Président Arafat: “Hamas agit en toute liberté en tant que parti politique. Mais en tant qu’Autorité nationale et non à partir de toute autre considération, nous avons le droit d’infliger un châtiment à quiconque perturbe la sécurité, quel qu’il soit; qu’il se réclame de Fath, du “front populaire” ou de “Hamas”. Il subit la sanction prévue dans les lois en vigueur.”

Melhem Karam: - La prochaine étape pourrait assister à une alliance entre l’Autorité palestinienne et “Hamas” pour faire face aux développements. Comptez-vous élargir les membres de ce mouvement?
Président Arafat: “L’Autorité palestinienne n’a aucun détenu politique. Les personnes incarcérées ont commis des actes criminels et ont été condamnés selon la procédure légale.
“Ainsi, cheikh Ahmed Yassine est revenu de son périple avec beaucoup d’argent et entreprend d’intenses activités avec “Hamas” sans être inquiété.”

Melhem Karam: - On dit que vous avez été gêné par la tournée de cheikh Yassine dans plusieurs pays arabes et islamiques. Et que vous êtes intervenu auprès de l’Irak, de l’Afrique du Sud et de Jordanie pour empêcher la visite de ces pays par le fondateur de “Hamas”?

==============================

§ **Exercices**
[A] Quels pays sont nommés dans la dernière intervention de Melhem Karam au sujet de la visite du fondateur de « Hamas » ? Donnez-les tous à partir de l'entretien.
[B] Extrayez de l'entretien le passage situé entre "Melhem Karam: - La" et "de ce mouvement?", ces deux bornes comprises.

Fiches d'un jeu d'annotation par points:
==============================

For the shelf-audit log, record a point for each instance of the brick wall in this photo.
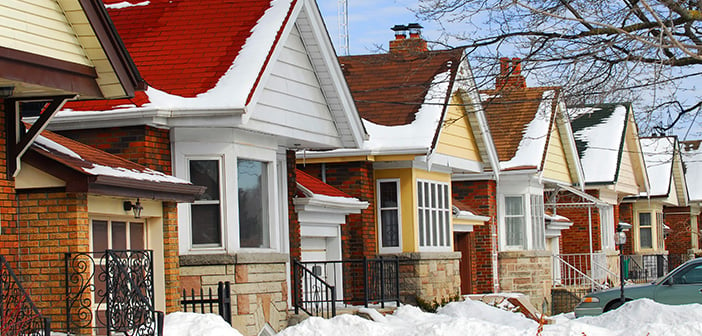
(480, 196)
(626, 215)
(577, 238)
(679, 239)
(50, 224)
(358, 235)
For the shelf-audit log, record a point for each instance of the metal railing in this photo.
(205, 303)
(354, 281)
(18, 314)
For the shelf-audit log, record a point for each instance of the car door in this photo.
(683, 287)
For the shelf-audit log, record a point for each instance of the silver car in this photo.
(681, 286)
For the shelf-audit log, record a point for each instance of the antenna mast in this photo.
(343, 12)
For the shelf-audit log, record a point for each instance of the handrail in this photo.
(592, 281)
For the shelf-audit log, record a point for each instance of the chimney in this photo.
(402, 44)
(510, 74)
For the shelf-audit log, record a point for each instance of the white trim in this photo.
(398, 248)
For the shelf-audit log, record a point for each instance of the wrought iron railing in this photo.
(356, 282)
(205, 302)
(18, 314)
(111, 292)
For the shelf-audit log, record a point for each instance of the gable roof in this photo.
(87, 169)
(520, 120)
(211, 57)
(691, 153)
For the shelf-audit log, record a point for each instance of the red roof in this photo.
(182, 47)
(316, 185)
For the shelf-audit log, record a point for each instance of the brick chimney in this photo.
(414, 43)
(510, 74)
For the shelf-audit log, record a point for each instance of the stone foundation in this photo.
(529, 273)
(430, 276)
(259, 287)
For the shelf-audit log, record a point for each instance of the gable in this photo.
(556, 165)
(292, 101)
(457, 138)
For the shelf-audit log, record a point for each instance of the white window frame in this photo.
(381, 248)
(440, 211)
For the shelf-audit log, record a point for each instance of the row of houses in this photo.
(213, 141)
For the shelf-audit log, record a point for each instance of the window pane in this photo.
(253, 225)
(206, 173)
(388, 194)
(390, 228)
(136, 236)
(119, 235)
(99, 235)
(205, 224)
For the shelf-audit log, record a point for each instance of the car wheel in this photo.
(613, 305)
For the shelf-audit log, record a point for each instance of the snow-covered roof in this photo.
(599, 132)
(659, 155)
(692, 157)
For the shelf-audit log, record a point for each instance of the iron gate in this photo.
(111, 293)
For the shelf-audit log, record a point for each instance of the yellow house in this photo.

==============================

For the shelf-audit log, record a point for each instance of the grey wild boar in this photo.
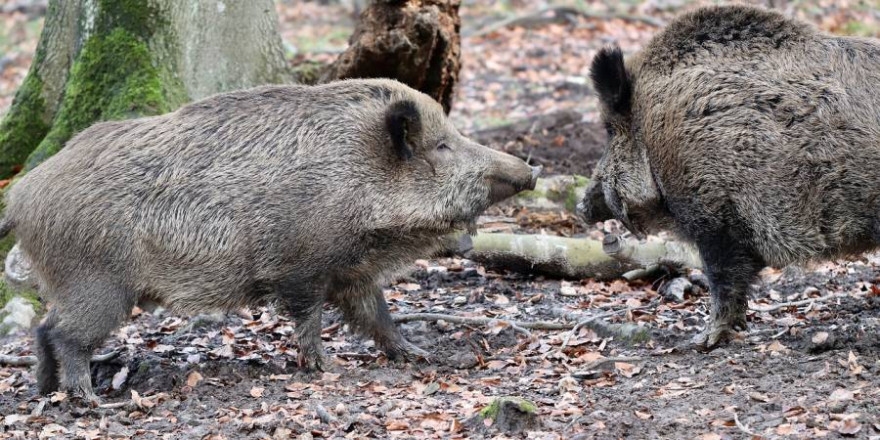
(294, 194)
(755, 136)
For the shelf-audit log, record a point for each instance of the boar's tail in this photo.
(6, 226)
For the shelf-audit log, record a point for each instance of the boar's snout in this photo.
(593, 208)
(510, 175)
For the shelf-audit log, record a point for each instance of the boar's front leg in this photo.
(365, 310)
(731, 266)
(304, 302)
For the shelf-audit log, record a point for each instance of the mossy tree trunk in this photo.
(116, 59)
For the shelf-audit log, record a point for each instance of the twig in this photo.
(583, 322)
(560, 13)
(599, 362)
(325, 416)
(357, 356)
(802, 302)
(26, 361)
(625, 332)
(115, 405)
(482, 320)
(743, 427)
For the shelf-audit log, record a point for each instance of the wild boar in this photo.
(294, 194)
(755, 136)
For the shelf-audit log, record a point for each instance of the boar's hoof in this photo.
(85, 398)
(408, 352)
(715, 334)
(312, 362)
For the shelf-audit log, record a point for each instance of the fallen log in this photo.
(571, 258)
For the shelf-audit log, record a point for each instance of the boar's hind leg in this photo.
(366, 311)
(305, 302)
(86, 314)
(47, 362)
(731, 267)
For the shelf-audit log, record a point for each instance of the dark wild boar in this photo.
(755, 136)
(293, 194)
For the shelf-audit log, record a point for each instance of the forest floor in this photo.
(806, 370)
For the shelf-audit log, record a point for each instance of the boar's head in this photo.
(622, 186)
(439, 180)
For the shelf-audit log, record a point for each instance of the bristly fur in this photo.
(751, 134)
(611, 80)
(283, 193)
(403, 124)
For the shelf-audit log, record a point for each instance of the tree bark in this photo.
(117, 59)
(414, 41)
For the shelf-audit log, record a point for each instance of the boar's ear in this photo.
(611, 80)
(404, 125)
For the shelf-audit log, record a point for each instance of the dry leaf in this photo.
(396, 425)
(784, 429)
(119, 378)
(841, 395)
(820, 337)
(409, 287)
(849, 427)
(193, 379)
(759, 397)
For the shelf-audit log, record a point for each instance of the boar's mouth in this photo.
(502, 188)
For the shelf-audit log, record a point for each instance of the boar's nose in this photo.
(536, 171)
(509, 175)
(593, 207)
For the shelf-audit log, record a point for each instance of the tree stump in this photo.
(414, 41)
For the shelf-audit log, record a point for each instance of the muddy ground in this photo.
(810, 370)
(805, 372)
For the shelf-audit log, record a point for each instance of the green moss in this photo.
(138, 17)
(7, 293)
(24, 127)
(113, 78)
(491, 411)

==============================

§ **Corrigés**
[A] L'Irak, l'Afrique du Sud et la Jordanie.

[B]
Melhem Karam: - La prochaine étape pourrait assister à une alliance entre l’Autorité palestinienne et “Hamas” pour faire face aux développements. Comptez-vous élargir les membres de ce mouvement?